begin Source document

It is true that in all the above cases, the intelligence function is exponentially increasing over time. The astute reader will notice that by my earlier claim $\alpha$ cannot be greater than 1, and so one of the modeled functions is invalid. It’s a good point, but one that doesn’t matter. We are fundamentally just modeling intelligence expansion as something that is linear on the log scale here.

However, it’s important to remember that recalcitrance may also be a function of intelligence. Bostrom does not mention the possibility of recalcitrance being increasing in intelligence. How sensitive to intelligence would recalcitrance need to be in order to prevent exponential growth in intelligence?

Consider the following model where recalcitrance is, like optimization power, linearly increasing in intelligence.

$\frac{dI}{dt} = \frac{\alpha_o I + \beta_o}{\alpha_r I + \beta_r}$

Now there are four parameters instead of three. Note this model is identical to the one above it when $\alpha_r = 0$. Plugging in several values for these parameters and plotting again with the y-scale on the log axis, we get:

Plot of takeoff when both optimization power and recalcitrance are linearly increasing in intelligence. Only when recalcitrance is unaffected by intelligence level is there an exponential takeoff. In the other cases, intelligence quickly plateaus on the log scale. No matter how much the system can invest in its own optimization power as a proportion of its total intelligence, it still only takes off at a linear rate.

end Source document
begin Dataset content

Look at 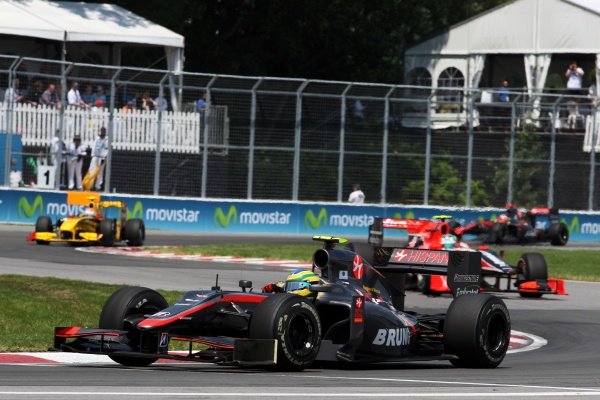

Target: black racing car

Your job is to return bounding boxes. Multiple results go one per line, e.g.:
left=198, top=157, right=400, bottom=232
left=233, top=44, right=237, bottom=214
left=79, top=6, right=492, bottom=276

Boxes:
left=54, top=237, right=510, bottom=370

end Dataset content
begin Dataset content

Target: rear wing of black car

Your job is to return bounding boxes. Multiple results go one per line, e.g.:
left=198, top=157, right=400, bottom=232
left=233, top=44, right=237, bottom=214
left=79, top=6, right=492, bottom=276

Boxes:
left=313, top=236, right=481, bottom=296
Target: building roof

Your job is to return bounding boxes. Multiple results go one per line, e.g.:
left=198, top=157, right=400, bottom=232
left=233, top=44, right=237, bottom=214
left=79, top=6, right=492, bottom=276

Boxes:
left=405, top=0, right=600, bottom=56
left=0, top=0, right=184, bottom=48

end Dataset content

Jobs:
**a)** According to the passage on intelligence takeoff, under what condition is there an exponential takeoff?
**b)** Please restate the part of the passage on intelligence takeoff that opens with "Consider the following" and closes with "a linear rate.", swapping "plateaus" for "levels off".

Responses to the exercise:
**a)** Only when recalcitrance is unaffected by intelligence level.

**b)**
Consider the following model where recalcitrance is, like optimization power, linearly increasing in intelligence.

$\frac{dI}{dt} = \frac{\alpha_o I + \beta_o}{\alpha_r I + \beta_r}$

Now there are four parameters instead of three. Note this model is identical to the one above it when $\alpha_r = 0$. Plugging in several values for these parameters and plotting again with the y-scale on the log axis, we get:

Plot of takeoff when both optimization power and recalcitrance are linearly increasing in intelligence. Only when recalcitrance is unaffected by intelligence level is there an exponential takeoff. In the other cases, intelligence quickly levels off on the log scale. No matter how much the system can invest in its own optimization power as a proportion of its total intelligence, it still only takes off at a linear rate.